Set problem 1: Echo the portion of the notes on fine-tuning methods starting at "Paper: 2025" and ending at "principal subspace (frozen)".

Excerpted passage:
Evidence: Validated on SDXL (image generation), LLaMA-Vision (multimodal), and Whisper (speech). Beats LoRA by 7.6%, DoRA by 5.5%, PiSSA by 0.7% on average. The cross-layer coupling captures shared structure that per-matrix methods miss. The multimodal validation is notable -- works across text, vision, and audio modalities.

Grade: PE+BL+BF=3.5 (beats LoRA and DoRA significantly; validated across 3 modalities)

Implications: CLOVER tells us that attention matrices within a head are not independent parameters -- they share a functional subspace that joint SVD captures. The Q-K pairing makes geometric sense: together they define the attention pattern, so their weight updates should be coordinated. Same for V-O: they define the value extraction and output projection pipeline. This is the strongest evidence yet that SVD-based methods benefit from respecting the functional architecture of attention, not just treating each weight matrix in isolation.


32. PSOFT -- Principal Subspace Orthogonal Fine-Tuning

Paper: 2025

Hypothesis: Combine PiSSA's SVD initialization with OFT's orthogonal constraint. After extracting the principal subspace via SVD, learn a Cayley rotation R that operates within the frozen U, V subspace. This is "OFT in SVD coordinates" -- preserving pairwise angles (OFT's insight) while working in the model's natural basis (PiSSA's insight). The rotation R acts on the principal singular vectors, keeping the subspace orientation while rotating within it.

# ── PSOFT intervention ────────────
def psoft_init(W, r):
    U, S, Vt = svd(W)
    U_r, S_r, V_r = U[:, :r], S[:r], Vt[:r]     # principal subspace (frozen)
    K = zeros(r, r)                               # skew-symmetric rotation params
    return U_r, S_r, V_r, K

def psoft_forward(x, U_r, S_r, V_r, K, W_res):
    R = cayley(K)                                 # R ∈ O(r), Cayley transform
    # Rotate within the principal subspace
    W_adapted = U_r @ R @ diag(S_r) @ V_r        # rotated principal component
    return (W_adapted + W_res) @ x                # + frozen residual

Evidence: Authors claim 80% memory reduction vs standard OFT. Tested on 35 NLP and CV tasks. Combines the convergence benefits of SVD initialization (PiSSA) with the semantic preservation of orthogonal constraints (OFT). The Cayley parameterization ensures exact orthogonality without projection steps.

Grade: PE+BL+DE=3.5 (memory-efficient, faster convergence from SVD init, beats LoRA on 35 tasks)

Implications: PSOFT is the clearest synthesis of the SVD + orthogonal hypotheses. It shows that these two structural priors are complementary, not competing: SVD identifies where to intervene (principal subspace), orthogonality constrains how to intervene (rotations that preserve structure). The resulting method inherits both benefits. This supports the emerging picture that the "right" adapter is one that respects both the model's eigenbasis and the geometry of meaningful transformations within it.


33. ReFT -- Representation Fine-Tuning

Paper: Wu, Arora, Wang et al. 2024 Code: github.com/stanfordnlp/pyreft

Hypothesis: Adaptation should target representations (activations), not weights. Instead of modifying W, modify the hidden state h at specific layers and positions via learned interventions. The model's weights are already fine; we just need to redirect its intermediate computations. This is the "activation steering" hypothesis taken to its limit: learn a linear intervention on hidden states at specific token positions.

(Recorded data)
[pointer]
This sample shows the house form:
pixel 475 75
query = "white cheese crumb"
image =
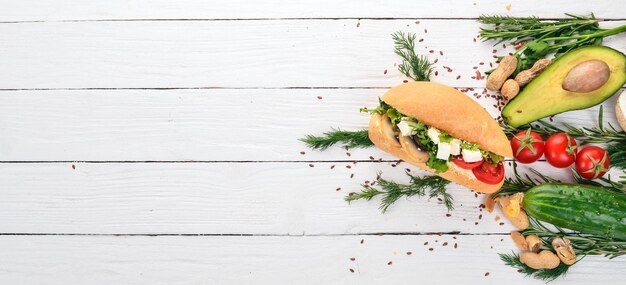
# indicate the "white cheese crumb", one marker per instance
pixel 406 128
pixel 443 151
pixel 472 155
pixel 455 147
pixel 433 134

---

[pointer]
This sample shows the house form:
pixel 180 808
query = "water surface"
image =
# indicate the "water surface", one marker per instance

* * *

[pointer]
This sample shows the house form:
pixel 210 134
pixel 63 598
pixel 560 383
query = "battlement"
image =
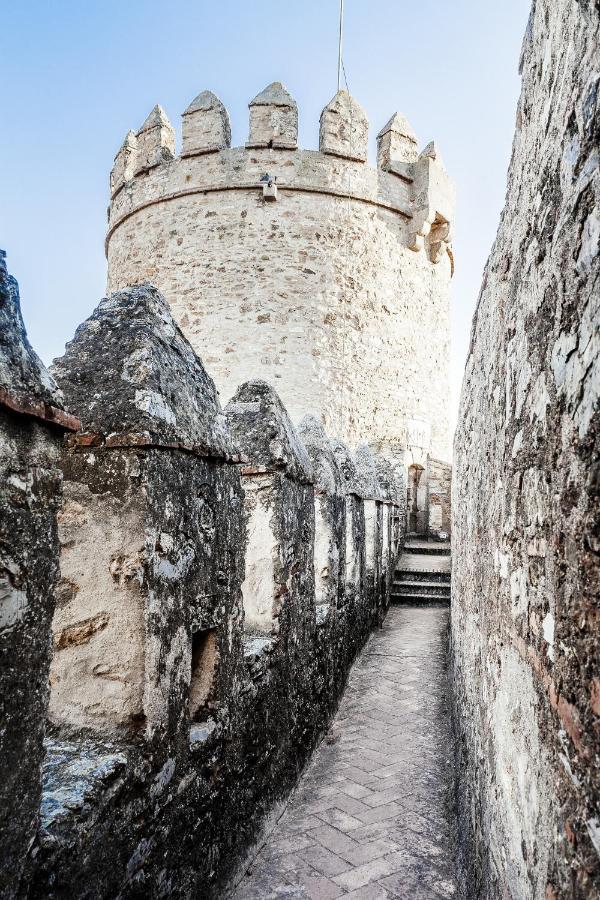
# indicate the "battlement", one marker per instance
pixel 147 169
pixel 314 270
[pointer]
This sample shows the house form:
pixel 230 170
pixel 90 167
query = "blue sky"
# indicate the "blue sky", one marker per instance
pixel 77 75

Set problem 2: Identify every line of the entries that contains the string "instance", and copy each such line.

Task result 1:
Paper: 2025

Hypothesis: Combine PiSSA's SVD initialization with OFT's orthogonal constraint. After extracting the principal subspace via SVD, learn a Cayley rotation R that operates within the frozen U, V subspace. This is "OFT in SVD coordinates" -- preserving pairwise angles (OFT's insight) while working in the model's natural basis (PiSSA's insight). The rotation R acts on the principal singular vectors, keeping the subspace orientation while rotating within it.

# ── PSOFT intervention ────────────
def psoft_init(W, r):
    U, S, Vt = svd(W)
    U_r, S_r, V_r = U[:, :r], S[:r], Vt[:r]     # principal subspace (frozen)

Task result 2:
# indicate the "white cheese crumb", one marker per instance
# indicate the "water surface", one marker per instance
# indicate the "battlement", one marker per instance
# indicate the "blue sky", one marker per instance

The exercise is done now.